**SET TASK**: Print the following rows again line for line, omitting the pictures.

[Pointing rows]

********************

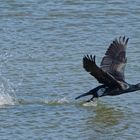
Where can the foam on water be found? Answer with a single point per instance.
(7, 94)
(56, 101)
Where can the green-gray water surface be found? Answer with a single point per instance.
(42, 43)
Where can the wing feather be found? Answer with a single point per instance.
(115, 59)
(103, 77)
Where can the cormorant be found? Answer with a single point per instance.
(111, 71)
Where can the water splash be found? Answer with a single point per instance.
(56, 101)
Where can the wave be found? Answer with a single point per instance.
(7, 93)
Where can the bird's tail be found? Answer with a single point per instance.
(85, 94)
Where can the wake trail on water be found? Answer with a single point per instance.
(7, 93)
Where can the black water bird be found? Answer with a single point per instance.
(111, 71)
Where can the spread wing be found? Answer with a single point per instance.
(115, 59)
(103, 77)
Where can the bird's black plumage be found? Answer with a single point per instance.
(111, 71)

********************

**FULL ANSWER**:
Where can the foam on water be found? Answer with a single point per instance.
(7, 94)
(56, 101)
Where can the green-gray water surface be found? Answer with a single point per instance.
(42, 43)
Where can the wing feather be found? Answer with a single point per instance.
(115, 59)
(103, 77)
Where can the cormorant be found? Answer with a single point per instance.
(111, 71)
Where can the water splash be found? Answer with a single point per instance.
(56, 101)
Where can the wave be found? Answer with a single point per instance.
(7, 93)
Where can the bird's tail be found? Answer with a single point per instance.
(85, 94)
Where can the wake trail on water be found? Answer with a single point per instance.
(7, 93)
Where can the black water bird be found? Answer with a single point per instance.
(111, 71)
Where can the spread wing be found? Answer with a single point per instance.
(115, 59)
(103, 77)
Where can the bird's black plumage be found? Answer with a single point per instance.
(111, 71)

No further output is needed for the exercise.